# [EXERCISE BRIEF]
Copy the records below exactly as they appear.
┌──
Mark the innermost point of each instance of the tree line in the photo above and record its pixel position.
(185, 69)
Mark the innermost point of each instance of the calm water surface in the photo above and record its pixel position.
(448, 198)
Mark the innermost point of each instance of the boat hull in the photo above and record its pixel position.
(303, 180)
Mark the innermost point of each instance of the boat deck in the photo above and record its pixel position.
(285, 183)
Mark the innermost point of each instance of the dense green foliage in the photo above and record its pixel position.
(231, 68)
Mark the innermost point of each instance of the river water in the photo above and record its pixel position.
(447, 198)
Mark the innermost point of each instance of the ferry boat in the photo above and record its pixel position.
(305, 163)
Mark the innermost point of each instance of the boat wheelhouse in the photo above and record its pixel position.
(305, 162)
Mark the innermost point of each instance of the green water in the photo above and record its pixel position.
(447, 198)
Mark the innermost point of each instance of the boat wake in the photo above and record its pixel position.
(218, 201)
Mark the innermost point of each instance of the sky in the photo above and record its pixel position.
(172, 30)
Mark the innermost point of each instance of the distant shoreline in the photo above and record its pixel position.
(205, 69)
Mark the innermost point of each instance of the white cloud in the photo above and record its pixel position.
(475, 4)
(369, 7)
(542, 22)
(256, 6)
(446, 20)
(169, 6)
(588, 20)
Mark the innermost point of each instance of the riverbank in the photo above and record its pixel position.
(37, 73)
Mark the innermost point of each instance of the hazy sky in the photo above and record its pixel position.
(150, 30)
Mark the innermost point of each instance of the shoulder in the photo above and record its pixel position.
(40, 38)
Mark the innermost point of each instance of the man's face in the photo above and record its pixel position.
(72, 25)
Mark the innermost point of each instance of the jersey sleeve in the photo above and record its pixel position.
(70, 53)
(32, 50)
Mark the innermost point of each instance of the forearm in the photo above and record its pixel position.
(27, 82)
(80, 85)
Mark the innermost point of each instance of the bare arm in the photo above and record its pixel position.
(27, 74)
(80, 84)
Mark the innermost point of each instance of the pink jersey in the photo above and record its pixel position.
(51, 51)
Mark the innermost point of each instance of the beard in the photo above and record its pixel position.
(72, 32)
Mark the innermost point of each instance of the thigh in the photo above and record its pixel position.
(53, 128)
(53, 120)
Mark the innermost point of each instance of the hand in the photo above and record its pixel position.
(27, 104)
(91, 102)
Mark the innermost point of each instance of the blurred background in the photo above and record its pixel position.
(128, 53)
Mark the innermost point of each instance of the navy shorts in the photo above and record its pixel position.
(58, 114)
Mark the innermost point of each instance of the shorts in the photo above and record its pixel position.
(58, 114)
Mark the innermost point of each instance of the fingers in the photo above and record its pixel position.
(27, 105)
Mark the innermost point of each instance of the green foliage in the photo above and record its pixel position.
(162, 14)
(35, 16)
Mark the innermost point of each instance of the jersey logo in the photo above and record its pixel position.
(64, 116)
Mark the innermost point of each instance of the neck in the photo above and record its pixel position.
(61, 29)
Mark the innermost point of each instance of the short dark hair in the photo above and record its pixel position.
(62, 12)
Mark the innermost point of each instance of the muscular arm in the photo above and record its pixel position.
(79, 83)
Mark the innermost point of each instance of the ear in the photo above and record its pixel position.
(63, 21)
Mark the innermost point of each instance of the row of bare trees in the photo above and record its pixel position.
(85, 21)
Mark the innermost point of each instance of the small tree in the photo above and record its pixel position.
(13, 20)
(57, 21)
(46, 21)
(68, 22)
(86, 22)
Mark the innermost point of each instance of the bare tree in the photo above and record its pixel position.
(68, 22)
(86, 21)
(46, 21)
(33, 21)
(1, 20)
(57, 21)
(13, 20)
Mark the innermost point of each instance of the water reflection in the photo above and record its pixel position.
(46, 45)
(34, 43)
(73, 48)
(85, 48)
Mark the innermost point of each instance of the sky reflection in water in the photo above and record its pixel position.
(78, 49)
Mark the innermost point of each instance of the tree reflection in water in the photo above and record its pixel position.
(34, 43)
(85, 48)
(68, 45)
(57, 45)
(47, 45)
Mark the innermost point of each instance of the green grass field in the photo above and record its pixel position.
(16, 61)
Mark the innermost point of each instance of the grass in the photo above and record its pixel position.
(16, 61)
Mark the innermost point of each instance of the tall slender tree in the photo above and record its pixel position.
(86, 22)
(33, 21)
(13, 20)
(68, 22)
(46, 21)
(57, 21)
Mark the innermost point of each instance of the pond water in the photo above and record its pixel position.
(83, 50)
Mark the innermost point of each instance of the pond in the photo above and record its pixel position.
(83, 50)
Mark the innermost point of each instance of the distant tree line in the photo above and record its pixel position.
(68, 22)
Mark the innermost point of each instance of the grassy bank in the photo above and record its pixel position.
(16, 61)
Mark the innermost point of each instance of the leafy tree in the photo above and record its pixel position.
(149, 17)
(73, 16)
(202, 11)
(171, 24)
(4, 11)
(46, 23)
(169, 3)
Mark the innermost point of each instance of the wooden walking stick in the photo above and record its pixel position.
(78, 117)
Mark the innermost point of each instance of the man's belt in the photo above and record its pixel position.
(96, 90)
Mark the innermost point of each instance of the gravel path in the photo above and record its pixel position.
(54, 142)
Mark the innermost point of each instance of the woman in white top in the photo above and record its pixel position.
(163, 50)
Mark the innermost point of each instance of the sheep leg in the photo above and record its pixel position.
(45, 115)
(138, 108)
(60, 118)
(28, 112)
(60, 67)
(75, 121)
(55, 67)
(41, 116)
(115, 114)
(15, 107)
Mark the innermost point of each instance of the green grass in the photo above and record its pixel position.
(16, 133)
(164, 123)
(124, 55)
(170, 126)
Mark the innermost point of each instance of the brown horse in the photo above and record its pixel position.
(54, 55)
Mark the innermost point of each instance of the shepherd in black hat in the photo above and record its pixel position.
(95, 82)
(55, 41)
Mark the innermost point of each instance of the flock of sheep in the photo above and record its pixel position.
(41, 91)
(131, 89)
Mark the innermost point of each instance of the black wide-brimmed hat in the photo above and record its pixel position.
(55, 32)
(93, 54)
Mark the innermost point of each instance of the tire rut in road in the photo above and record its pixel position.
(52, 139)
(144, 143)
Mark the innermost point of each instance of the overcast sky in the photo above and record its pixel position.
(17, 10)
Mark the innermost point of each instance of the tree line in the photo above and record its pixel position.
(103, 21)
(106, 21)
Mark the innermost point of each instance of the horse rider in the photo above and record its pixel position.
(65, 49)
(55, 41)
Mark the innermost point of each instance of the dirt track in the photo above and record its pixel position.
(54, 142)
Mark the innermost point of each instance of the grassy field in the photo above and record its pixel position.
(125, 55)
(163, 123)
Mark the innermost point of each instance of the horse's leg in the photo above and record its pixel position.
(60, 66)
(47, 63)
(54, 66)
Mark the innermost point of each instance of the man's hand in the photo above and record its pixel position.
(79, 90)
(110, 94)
└──
# [OUTPUT]
Mark the innermost point of each instance of the tree line in the photo above and record its pixel position.
(185, 69)
Mark the innermost point of each instance of the calm water surface in the photo above and record its pixel position.
(448, 198)
Mark the innermost point of each instance of the boat hull in the photo above and record its pixel position.
(303, 180)
Mark the innermost point of each instance of the boat deck in the photo above and record its pixel position.
(285, 183)
Mark the innermost point of each instance of the dense green foliage in the photo above and record its pixel position.
(231, 68)
Mark the innermost point of each instance of the river water in the photo above and record its pixel position.
(447, 198)
Mark the innermost point of each instance of the ferry boat in the photo above and record its pixel position.
(305, 163)
Mark the innermost point of each instance of the boat wheelhouse in the photo above and record its pixel position.
(305, 162)
Mark the innermost point of each instance of the green water in the photo above and record its pixel position.
(447, 198)
Mark the innermost point of each instance of the boat wake in the photo above and record its pixel position.
(218, 201)
Mark the innermost point of each instance of the sky in the photo above and record its pixel position.
(172, 30)
Mark the innermost point of each instance of the distant shoreline in the photo above and record its pixel position.
(205, 69)
Mark the innermost point of each instance of the white cloud in the photo above and record its pixel position.
(475, 4)
(369, 7)
(542, 22)
(256, 6)
(446, 20)
(169, 6)
(588, 20)
Mark the innermost point of each instance of the riverbank in the photo above and record its pixel position.
(37, 73)
Mark the innermost point of each instance of the hazy sky in the photo above and record its pixel position.
(150, 30)
Mark the innermost point of each instance of the shoulder in the photo above and record its pixel position.
(40, 38)
Mark the innermost point of each instance of the man's face in the photo above and record its pixel position.
(72, 25)
Mark the innermost point of each instance of the jersey sleeve in the photo above and record its pixel position.
(70, 53)
(32, 50)
Mark the innermost point of each instance of the forearm in the photo above and record its pixel position.
(27, 82)
(80, 85)
Mark the innermost point of each instance of the bare arm in the photo above and record its pixel position.
(27, 74)
(80, 84)
Mark the innermost point of each instance of the pink jersey in the photo above and record its pixel position.
(51, 51)
Mark the innermost point of each instance of the beard in the photo above and record its pixel position.
(72, 32)
Mark the innermost point of each instance of the thigh in the photo above and record its pixel position.
(53, 128)
(53, 120)
Mark the innermost point of each instance of the hand in the photo above and record its pixel position.
(27, 104)
(91, 102)
Mark the innermost point of each instance of the blurred background in the photo above and record its pixel position.
(128, 53)
Mark the innermost point of each instance of the navy shorts in the photo above and record its pixel position.
(58, 114)
Mark the innermost point of each instance of the shorts in the photo above and record its pixel position.
(58, 114)
Mark the innermost point of each instance of the fingers in the photo above and record its pixel position.
(27, 105)
Mark the innermost point of each instance of the green foliage in the photo above and record its pixel position.
(162, 14)
(35, 16)
Mark the innermost point of each instance of the jersey logo in the photo above and record its pixel position.
(64, 116)
Mark the innermost point of each instance of the neck in the photo above and record its pixel position.
(61, 29)
Mark the innermost point of each instance of the short dark hair in the photo above and record its pixel position.
(62, 12)
Mark the innermost point of each instance of the muscular arm in the photo above and record its pixel position.
(79, 83)
Mark the innermost point of each instance of the ear in the photo above and record its pixel position.
(63, 21)
Mark the innermost point of each instance of the row of bare trees in the photo above and record its pixel position.
(85, 21)
Mark the innermost point of each instance of the small tree in the photo above and record its pixel position.
(13, 20)
(57, 21)
(46, 21)
(68, 22)
(86, 22)
Mark the innermost point of each instance of the bare tree in the photo above and record its pixel position.
(68, 22)
(86, 21)
(46, 21)
(33, 21)
(1, 20)
(57, 21)
(13, 20)
Mark the innermost point of each instance of the water reflection in the photo above and record its pixel position.
(46, 45)
(34, 43)
(73, 48)
(85, 48)
Mark the innermost point of each instance of the sky reflection in water in the photo above and record its pixel position.
(78, 49)
Mark the innermost point of each instance of the tree reflection in water in the photo above and record its pixel position.
(34, 43)
(85, 48)
(68, 45)
(57, 45)
(47, 45)
Mark the innermost point of each instance of the green grass field in the photo above and record its pixel position.
(16, 61)
Mark the innermost point of each instance of the grass in the photo above and record its pixel position.
(16, 61)
Mark the innermost point of each instance of the tall slender tree in the photo above and record its pixel position.
(86, 22)
(33, 21)
(13, 20)
(68, 22)
(46, 21)
(57, 21)
Mark the innermost point of each instance of the pond water in the photo above and record its pixel position.
(83, 50)
Mark the innermost point of each instance of the pond in the photo above and record its pixel position.
(83, 50)
Mark the innermost point of each instance of the distant tree line in the photo above and record its pixel position.
(68, 22)
Mark the innermost point of each instance of the grassy bank in the photo above and record its pixel position.
(16, 61)
Mark the innermost point of each instance of the leafy tree in the photo above and record its pixel position.
(149, 17)
(73, 16)
(202, 11)
(171, 24)
(4, 11)
(46, 23)
(169, 3)
Mark the innermost point of each instance of the wooden walking stick in the photo above and record its pixel position.
(78, 117)
Mark the innermost point of each instance of the man's belt in the photo above and record its pixel position.
(96, 90)
Mark the innermost point of each instance of the gravel path in the photo above and record its pixel position.
(54, 142)
Mark the innermost point of each instance of the woman in white top in the photo above and record its pixel position.
(163, 50)
Mark the innermost point of each instance of the sheep leg in the photo above and record its pixel position.
(45, 115)
(138, 108)
(60, 118)
(28, 112)
(60, 67)
(75, 121)
(55, 67)
(41, 116)
(115, 114)
(15, 107)
Mark the innermost point of each instance of the green grass in the photo above and record its pixel position.
(16, 133)
(164, 123)
(124, 55)
(170, 126)
Mark the innermost point of each instance of the brown horse in the photo above and record its pixel position.
(54, 55)
Mark the innermost point of each instance of the shepherd in black hat in the photo above and record its pixel position.
(95, 82)
(55, 41)
Mark the innermost point of each instance of the flock of sheep in the photo above and record its pixel position.
(41, 91)
(131, 89)
Mark the innermost point of each instance of the black wide-brimmed hat in the photo above and record its pixel position.
(55, 32)
(93, 54)
Mark the innermost point of each instance of the tire rut in road in the photo above and record its pixel position.
(52, 139)
(144, 143)
Mark the innermost point of each instance of the overcast sky in the photo above and record its pixel position.
(17, 10)
Mark the innermost point of each instance of the tree line in the photo above and record its pixel position.
(103, 21)
(106, 21)
Mark the innermost point of each instance of the horse rider in the photo above and record its pixel position.
(65, 49)
(55, 41)
Mark the innermost point of each instance of the dirt track in the photo above and record its pixel position.
(54, 142)
Mark the innermost point of each instance of the grassy field in the photo above and record its pixel position.
(125, 55)
(163, 123)
Mark the innermost point of each instance of the horse's leg in the photo above and record its pixel position.
(60, 66)
(47, 63)
(54, 66)
Mark the innermost point of each instance of the man's hand in the photo above and record its pixel position.
(79, 90)
(110, 94)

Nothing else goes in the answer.